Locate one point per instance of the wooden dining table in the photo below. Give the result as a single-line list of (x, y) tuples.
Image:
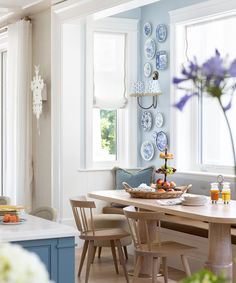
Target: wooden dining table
[(219, 216)]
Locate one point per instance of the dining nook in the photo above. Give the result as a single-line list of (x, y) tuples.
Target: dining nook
[(117, 141)]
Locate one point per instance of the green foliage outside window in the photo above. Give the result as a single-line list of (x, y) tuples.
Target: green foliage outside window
[(108, 130)]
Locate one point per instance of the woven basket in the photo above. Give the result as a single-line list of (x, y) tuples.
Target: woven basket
[(156, 195)]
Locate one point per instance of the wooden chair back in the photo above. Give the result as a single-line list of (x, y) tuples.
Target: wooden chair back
[(140, 223), (81, 208)]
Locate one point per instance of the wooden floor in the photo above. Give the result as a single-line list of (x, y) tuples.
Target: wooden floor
[(103, 270)]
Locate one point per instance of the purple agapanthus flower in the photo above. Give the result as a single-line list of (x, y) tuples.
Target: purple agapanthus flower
[(212, 78), (232, 69)]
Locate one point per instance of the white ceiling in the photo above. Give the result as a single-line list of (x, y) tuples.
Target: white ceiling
[(17, 8)]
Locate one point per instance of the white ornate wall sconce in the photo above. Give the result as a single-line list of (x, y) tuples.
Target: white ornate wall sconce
[(39, 90)]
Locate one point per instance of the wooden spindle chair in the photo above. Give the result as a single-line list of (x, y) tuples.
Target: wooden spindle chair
[(83, 214), (147, 244)]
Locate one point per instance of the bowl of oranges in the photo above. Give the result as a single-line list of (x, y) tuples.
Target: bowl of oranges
[(12, 218)]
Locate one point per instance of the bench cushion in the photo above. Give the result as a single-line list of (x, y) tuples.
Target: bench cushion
[(134, 179)]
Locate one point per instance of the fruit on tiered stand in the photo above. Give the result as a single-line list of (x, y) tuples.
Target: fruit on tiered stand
[(162, 185)]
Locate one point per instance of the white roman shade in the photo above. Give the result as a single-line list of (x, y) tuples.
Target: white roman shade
[(109, 70)]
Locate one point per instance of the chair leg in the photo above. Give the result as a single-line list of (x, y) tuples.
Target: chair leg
[(113, 250), (122, 260), (125, 252), (89, 259), (95, 248), (137, 268), (85, 248), (155, 269), (165, 269), (158, 264), (99, 252), (186, 265)]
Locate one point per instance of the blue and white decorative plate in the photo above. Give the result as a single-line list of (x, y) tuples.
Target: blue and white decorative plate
[(161, 141), (149, 48), (161, 32), (147, 29), (159, 120), (147, 150), (146, 120), (154, 135), (147, 69), (161, 60)]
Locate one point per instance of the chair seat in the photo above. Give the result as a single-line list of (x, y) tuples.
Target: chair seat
[(165, 249), (104, 234), (102, 221)]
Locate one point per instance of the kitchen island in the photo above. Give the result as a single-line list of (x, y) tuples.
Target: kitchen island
[(54, 243)]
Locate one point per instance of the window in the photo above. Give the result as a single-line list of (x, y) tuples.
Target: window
[(109, 73), (201, 141)]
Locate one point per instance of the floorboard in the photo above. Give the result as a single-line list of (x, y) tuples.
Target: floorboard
[(103, 270)]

**Written problem**
Write out all of the lines above again, swapping every "wooden" for "timber" and changing nothing else. Leave the pictures out of your answer.

**Output of the task**
Locate one point per instance of the timber dining table in the photo below. Give the result as a single-line list of (x, y) tuples.
Image:
Target: timber dining table
[(219, 216)]
Locate one point per instance of the dining nook in the photo above. Give the result as a single-line list of (x, y) tuples.
Target: dining nook
[(117, 141)]
Locate one point per instance of the green foliage outside window in the photo above. Give the result as a single-line list of (x, y) tuples.
Target: green foliage outside window
[(108, 130)]
Locate one point per instance of the woven basket in the photo above. Give the result as a single-line list of (x, y) tuples.
Target: woven basket
[(156, 195)]
Locate one point per instance of the timber chair back in the photo above. Give the result as a single-line list of (x, y) tuples.
Target: timber chair back
[(140, 223), (81, 208)]
Locate one point per instance of the timber floor in the photo above. Give the result as a single-line list of (x, y) tuples.
Target: timber floor
[(103, 270)]
Locate one point per instance of the purple agapanthus flower in the photo above. Give the result as a single-line list of (x, y) tuples.
Target: purple agapanthus flower
[(212, 78), (232, 69)]
Locate one point per instance of the white ceiling in the photo above. Give the result as a single-line list of (x, y) tuples.
Target: white ceiling
[(17, 8)]
Locate one point per instance of the white ornate wall sconce in the photo above. Give the result as a single-line list of (x, y) tuples.
Target: white ornate wall sconce
[(39, 90)]
Locate one point per instance of the timber spindle chair in the photo above. Give the result as a single-line list of (x, y) tuples.
Target: timber spindle chair
[(83, 214), (147, 244)]
Locate one point per instance of the bowl of oranges in the photo above. Give the result as a single-line list of (x, y) tuples.
Target: bowl of oranges
[(12, 218)]
Locate one point per instance of the bench cushion in the photo above. Give the result as a single-line list of (x, y) tuples.
Target: bench cushion
[(134, 179)]
Locate one point per instance of the fruit on tiered stand in the photo above. Give the result as a single-line list of (x, y) tuples.
Target: fruit on tiered stand
[(162, 185)]
Locate one point per instance of the white roman shade in the photo above. Give the result as a single-line list of (x, y) tuples.
Target: white roman shade
[(109, 70)]
Locate one point per instance of the chair leg in the photo above. Give the result as a single-line list of (x, y) tuples.
Target: chair leg
[(113, 250), (122, 260), (125, 252), (89, 259), (95, 248), (137, 268), (85, 248), (155, 269), (165, 269), (158, 264), (99, 252), (186, 265)]
Locate one point per instance of the blue and white decorative plate in the photo above. Give the result as a single-line list of (x, y) tuples.
Target: blue and white decorative plate
[(161, 141), (149, 48), (161, 32), (147, 29), (159, 120), (147, 150), (146, 120), (154, 135), (147, 69), (161, 60)]
Locate one point per instance of the chair seat in the photo above. Give the result as a single-line list of (x, y) tuples.
Target: chair seat
[(165, 249), (104, 234), (102, 221)]
Locate one point per instance of the kitchen island in the photo above. Give the result as a single-line list of (x, y) tuples.
Target: kitchen island
[(54, 243)]
Locate one point per instance of the window in the photo above. Give the result as a single-line list of (x, y) tuples.
Target: window
[(109, 73), (201, 141)]
Locate one point per instance of the floorboard in the photo above. Give the result as a single-line list of (x, y) tuples.
Target: floorboard
[(103, 270)]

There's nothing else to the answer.